— start of Stored rows —

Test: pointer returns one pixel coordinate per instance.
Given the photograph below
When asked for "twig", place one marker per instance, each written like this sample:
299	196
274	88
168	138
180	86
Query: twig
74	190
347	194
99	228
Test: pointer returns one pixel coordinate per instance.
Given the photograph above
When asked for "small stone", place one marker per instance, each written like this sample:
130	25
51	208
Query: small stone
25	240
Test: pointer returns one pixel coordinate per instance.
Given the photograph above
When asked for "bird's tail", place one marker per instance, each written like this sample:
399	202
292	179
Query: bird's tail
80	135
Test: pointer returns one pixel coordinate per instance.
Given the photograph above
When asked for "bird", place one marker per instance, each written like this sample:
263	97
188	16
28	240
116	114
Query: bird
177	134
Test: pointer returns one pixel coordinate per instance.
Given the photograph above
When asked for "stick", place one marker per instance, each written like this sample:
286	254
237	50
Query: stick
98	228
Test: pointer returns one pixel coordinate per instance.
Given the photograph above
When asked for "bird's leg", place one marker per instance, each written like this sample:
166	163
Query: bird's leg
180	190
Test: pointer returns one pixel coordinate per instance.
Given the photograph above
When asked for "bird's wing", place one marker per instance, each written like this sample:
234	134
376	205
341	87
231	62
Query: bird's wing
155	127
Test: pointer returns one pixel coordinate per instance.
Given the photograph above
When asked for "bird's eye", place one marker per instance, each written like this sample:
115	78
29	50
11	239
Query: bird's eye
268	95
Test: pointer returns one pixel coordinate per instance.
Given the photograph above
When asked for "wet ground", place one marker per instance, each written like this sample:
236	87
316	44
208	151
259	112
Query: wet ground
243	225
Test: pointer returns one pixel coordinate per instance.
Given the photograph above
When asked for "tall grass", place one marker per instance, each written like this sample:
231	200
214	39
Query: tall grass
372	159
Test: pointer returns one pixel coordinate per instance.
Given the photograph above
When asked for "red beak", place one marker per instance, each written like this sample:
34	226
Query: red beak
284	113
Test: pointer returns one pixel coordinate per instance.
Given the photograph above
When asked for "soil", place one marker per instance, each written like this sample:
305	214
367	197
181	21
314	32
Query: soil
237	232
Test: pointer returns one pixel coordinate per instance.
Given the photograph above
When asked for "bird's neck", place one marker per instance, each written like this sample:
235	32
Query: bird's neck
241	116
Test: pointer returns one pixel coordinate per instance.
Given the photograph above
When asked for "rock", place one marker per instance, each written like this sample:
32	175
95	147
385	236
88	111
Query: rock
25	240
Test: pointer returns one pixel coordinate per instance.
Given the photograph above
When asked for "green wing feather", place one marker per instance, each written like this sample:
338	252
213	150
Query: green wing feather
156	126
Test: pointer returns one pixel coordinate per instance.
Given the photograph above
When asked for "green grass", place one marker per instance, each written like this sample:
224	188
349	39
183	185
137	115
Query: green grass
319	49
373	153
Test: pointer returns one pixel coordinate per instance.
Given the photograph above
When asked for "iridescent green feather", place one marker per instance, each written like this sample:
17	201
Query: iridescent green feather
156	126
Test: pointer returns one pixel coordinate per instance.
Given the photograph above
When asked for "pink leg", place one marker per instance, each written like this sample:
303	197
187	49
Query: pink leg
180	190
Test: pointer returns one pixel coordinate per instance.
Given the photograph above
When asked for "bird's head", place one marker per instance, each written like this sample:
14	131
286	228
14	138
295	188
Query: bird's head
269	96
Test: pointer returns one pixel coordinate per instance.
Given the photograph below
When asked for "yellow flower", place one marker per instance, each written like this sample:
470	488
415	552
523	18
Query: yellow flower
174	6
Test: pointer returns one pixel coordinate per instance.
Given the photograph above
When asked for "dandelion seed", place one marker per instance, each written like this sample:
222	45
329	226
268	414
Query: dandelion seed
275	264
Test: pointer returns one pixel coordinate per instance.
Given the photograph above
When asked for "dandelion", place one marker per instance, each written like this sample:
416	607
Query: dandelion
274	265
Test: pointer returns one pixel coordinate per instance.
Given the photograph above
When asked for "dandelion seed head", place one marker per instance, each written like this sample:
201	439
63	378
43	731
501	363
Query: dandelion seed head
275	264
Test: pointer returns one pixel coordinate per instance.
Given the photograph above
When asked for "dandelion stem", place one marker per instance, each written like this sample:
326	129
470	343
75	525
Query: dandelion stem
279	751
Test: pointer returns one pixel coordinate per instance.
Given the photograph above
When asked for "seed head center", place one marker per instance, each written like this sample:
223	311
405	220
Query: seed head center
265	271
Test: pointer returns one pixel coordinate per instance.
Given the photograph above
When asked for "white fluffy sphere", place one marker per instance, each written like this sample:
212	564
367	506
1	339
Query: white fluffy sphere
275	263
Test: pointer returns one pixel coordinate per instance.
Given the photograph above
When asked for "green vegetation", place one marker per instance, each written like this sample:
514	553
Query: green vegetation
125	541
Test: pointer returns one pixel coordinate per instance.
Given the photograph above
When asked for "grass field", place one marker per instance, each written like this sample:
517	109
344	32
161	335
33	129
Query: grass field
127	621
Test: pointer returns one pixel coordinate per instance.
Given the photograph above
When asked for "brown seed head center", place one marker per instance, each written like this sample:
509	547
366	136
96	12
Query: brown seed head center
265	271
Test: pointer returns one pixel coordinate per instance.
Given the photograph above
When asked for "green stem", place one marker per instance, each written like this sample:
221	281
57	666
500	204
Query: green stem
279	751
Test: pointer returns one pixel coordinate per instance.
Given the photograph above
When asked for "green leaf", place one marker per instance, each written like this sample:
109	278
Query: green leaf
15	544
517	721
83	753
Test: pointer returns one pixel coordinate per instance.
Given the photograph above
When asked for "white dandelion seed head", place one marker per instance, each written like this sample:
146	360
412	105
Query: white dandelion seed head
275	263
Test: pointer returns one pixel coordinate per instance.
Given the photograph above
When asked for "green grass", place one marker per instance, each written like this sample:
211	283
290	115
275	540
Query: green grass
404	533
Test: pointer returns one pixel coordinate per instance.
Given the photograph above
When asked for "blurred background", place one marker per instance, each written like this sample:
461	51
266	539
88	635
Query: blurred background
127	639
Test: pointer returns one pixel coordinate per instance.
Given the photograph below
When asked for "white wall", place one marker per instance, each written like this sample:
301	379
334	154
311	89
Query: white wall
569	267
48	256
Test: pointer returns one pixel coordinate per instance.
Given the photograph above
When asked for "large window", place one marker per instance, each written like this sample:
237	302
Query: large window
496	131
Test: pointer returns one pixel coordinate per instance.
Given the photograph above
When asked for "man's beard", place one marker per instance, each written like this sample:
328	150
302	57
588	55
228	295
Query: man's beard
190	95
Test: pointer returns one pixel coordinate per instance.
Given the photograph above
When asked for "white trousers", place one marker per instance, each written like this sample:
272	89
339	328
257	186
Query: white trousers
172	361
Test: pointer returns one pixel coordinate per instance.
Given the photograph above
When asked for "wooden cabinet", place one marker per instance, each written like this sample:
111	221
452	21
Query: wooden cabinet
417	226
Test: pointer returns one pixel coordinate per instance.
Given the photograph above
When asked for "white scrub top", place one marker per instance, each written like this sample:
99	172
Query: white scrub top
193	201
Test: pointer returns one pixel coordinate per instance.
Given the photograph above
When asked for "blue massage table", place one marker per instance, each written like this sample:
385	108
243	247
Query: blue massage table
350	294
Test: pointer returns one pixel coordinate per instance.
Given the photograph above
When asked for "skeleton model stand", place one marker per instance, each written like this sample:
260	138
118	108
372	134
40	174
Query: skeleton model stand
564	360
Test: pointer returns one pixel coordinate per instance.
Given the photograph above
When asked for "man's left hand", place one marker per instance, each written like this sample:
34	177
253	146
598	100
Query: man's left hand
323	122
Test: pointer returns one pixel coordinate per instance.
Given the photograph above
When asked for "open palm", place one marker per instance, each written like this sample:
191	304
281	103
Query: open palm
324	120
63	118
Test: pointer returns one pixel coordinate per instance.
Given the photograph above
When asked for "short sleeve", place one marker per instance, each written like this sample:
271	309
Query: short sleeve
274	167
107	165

— end of Stored rows —

§ **Aim of the task**
Show each line of the data above that contains the word "brown".

§ **Worked answer**
When asked for "brown seed head center", place one marker per instance, each written like this sample:
Query: brown seed head center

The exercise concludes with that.